Provided data —
----

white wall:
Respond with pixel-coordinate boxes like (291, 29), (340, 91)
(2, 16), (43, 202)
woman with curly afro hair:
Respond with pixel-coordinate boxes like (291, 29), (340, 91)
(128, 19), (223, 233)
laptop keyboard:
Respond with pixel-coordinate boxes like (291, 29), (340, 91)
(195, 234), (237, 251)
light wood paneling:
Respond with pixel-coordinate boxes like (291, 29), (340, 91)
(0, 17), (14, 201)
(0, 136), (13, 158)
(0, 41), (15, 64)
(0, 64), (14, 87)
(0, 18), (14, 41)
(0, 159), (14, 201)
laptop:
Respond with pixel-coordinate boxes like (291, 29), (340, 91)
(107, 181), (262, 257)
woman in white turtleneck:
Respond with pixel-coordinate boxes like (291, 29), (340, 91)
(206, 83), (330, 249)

----

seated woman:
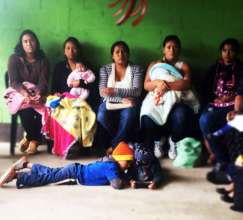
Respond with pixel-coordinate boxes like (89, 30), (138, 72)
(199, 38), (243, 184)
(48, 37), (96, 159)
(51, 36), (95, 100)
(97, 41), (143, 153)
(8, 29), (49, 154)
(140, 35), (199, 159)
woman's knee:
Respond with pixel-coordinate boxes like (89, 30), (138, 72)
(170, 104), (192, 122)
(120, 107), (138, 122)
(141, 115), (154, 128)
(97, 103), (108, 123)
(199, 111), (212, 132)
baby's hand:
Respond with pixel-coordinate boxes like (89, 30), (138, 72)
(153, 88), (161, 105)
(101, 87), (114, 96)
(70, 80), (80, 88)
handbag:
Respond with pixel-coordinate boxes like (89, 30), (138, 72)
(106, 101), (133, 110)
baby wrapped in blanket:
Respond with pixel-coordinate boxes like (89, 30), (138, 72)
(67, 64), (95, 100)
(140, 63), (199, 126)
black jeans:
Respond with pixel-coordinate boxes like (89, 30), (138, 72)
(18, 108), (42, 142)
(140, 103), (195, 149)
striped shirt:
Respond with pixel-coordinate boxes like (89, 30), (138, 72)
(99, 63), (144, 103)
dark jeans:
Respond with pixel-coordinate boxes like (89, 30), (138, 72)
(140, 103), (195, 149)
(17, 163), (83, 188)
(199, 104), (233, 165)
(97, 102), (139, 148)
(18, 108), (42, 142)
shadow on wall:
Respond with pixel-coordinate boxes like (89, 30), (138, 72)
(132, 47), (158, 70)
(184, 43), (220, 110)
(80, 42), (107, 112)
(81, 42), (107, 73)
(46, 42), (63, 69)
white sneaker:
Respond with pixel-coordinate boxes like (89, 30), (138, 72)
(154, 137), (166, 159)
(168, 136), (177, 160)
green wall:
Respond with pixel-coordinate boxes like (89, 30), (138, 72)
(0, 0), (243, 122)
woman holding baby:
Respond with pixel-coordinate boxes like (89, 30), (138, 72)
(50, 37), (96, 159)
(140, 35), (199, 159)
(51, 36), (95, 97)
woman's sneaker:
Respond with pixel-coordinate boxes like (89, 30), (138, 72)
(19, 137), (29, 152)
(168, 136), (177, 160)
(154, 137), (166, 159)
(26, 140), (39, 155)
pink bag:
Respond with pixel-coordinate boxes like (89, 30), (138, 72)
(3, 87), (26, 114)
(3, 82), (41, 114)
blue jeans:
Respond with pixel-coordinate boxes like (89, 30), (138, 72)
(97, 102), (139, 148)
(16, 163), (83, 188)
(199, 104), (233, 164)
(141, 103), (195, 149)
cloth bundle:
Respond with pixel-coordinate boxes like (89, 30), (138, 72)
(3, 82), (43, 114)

----

Task prompt — Take every line in the preceding listing that contains "wall" and copy it.

Response to the exercise —
white wall:
shadow on wall:
green wall:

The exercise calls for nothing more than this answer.